[Work required]: Your copy should contain exactly the lines from the one that holds "Target: white shirt sleeve" through the end of the material, reproduced as written, with no pictures.
Start Provided records
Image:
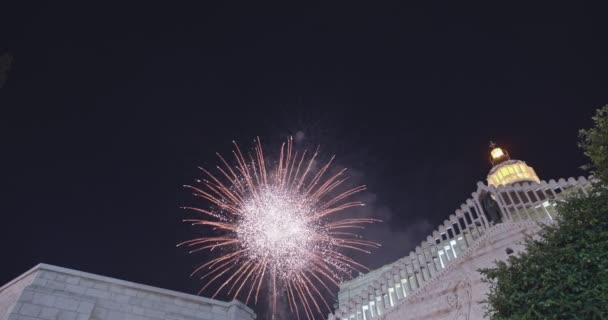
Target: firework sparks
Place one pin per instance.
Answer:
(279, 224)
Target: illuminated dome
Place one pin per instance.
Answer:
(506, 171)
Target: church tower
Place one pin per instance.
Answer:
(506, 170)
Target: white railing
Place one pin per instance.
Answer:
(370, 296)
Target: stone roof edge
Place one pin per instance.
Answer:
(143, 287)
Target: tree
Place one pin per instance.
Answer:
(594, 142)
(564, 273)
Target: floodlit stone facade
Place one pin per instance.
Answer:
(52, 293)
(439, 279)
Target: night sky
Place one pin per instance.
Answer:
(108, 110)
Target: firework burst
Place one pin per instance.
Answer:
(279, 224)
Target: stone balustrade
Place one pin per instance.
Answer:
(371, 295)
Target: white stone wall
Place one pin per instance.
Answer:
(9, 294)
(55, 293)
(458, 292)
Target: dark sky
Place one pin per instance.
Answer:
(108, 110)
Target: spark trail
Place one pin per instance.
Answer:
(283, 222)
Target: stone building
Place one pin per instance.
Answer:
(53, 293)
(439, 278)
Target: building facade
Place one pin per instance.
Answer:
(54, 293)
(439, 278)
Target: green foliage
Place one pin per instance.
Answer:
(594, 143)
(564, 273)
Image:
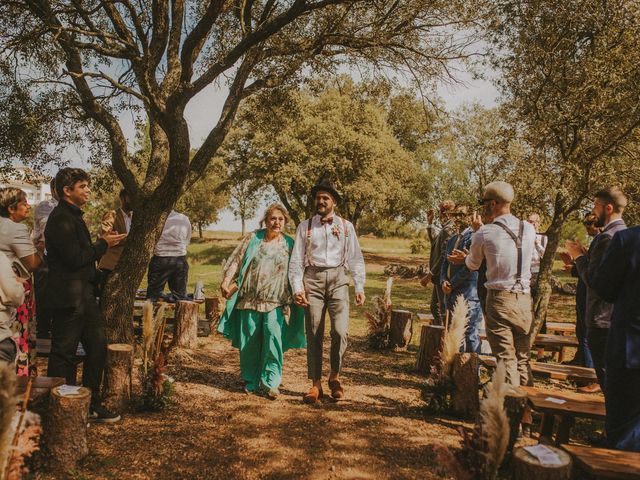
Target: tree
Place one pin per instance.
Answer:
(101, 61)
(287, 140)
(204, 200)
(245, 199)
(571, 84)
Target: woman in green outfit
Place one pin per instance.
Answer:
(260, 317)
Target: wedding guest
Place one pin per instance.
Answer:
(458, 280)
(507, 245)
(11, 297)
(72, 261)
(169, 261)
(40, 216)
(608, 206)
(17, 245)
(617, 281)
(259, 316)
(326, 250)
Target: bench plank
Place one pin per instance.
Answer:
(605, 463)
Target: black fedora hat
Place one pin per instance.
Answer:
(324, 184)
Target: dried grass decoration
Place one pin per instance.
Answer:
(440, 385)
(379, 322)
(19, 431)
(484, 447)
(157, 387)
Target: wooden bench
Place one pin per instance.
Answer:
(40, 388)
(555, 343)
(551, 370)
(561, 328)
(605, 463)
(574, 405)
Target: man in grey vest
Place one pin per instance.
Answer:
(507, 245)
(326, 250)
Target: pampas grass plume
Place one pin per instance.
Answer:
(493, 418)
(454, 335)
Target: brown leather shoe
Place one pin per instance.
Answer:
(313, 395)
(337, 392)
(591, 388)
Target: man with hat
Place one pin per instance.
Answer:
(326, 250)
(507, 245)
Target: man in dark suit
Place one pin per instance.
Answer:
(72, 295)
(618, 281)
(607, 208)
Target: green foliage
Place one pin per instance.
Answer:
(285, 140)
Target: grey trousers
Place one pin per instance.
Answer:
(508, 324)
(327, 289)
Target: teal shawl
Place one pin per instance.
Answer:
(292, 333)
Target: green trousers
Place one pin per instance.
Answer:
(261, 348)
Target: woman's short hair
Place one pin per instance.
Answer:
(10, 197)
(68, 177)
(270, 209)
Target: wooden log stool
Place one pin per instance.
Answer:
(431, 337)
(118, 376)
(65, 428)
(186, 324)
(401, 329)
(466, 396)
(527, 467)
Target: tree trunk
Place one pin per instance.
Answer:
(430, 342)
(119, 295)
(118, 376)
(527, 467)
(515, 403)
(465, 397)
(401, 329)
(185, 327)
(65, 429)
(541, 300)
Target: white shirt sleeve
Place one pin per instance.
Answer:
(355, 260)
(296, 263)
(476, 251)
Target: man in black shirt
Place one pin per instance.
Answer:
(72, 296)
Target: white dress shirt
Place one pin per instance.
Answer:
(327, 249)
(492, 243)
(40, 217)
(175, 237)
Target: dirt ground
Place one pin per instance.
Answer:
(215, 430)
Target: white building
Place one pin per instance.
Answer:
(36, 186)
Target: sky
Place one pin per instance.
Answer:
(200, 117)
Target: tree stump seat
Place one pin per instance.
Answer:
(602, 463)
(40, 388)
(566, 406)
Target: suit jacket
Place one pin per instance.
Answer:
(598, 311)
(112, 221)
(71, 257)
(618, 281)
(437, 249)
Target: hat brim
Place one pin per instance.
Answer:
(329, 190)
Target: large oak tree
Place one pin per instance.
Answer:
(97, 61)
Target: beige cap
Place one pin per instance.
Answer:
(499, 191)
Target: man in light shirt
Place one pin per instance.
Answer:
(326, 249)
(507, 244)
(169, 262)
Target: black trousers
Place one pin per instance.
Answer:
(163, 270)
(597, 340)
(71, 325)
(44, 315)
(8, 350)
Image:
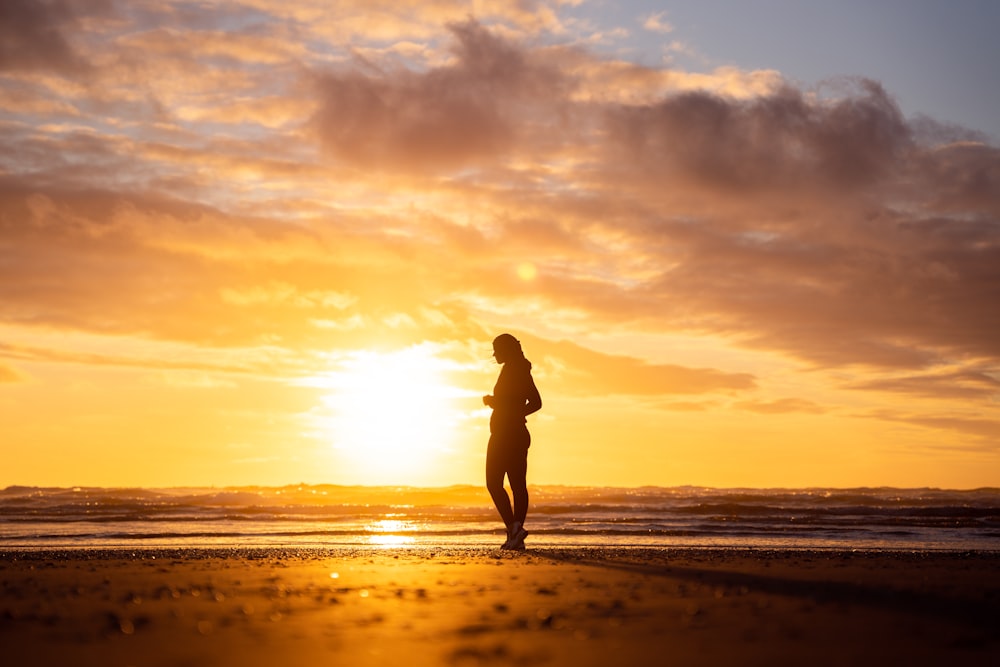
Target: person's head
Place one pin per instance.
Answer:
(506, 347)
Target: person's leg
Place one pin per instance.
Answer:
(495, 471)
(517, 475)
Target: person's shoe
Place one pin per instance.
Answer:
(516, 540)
End Provided records
[Reply]:
Target: white shirt sleeve
Place one pin per instance.
Answer:
(355, 260)
(296, 263)
(476, 251)
Target: man in black shirt
Place one pin per instance.
Answer:
(72, 296)
Target: white dress shirt
Place one pin per instance.
Answer:
(327, 249)
(492, 243)
(40, 217)
(175, 237)
Target: dirt ground
Place one pin per instance.
Answer:
(215, 430)
Target: white building
Place one pin per instance.
Answer:
(36, 186)
Target: sky
Place one pin per instance.
Answer:
(200, 117)
Target: tree stump seat
Place one pin per instance.
Answer:
(602, 463)
(40, 388)
(566, 406)
Target: suit jacket
Place one pin per instance.
Answer:
(598, 311)
(112, 221)
(71, 257)
(618, 281)
(437, 249)
Target: hat brim
Place one pin per instance.
Answer:
(329, 190)
Target: large oak tree
Place one pin per instance.
Answer:
(97, 61)
Target: beige cap
Place one pin per instance.
Answer:
(499, 191)
Target: man in light shirt
Place one pin per instance.
Answer:
(326, 249)
(507, 244)
(169, 262)
Target: black trousers
Place one pin per instance.
Answer:
(163, 270)
(597, 340)
(71, 325)
(44, 315)
(8, 350)
Image:
Target: person's head
Place one pin per instance.
Answer:
(506, 347)
Target: person's leg
Place one pin per instance.
Answer:
(495, 471)
(517, 475)
Target: person's shoe
Place one pin per instance.
Answer:
(516, 540)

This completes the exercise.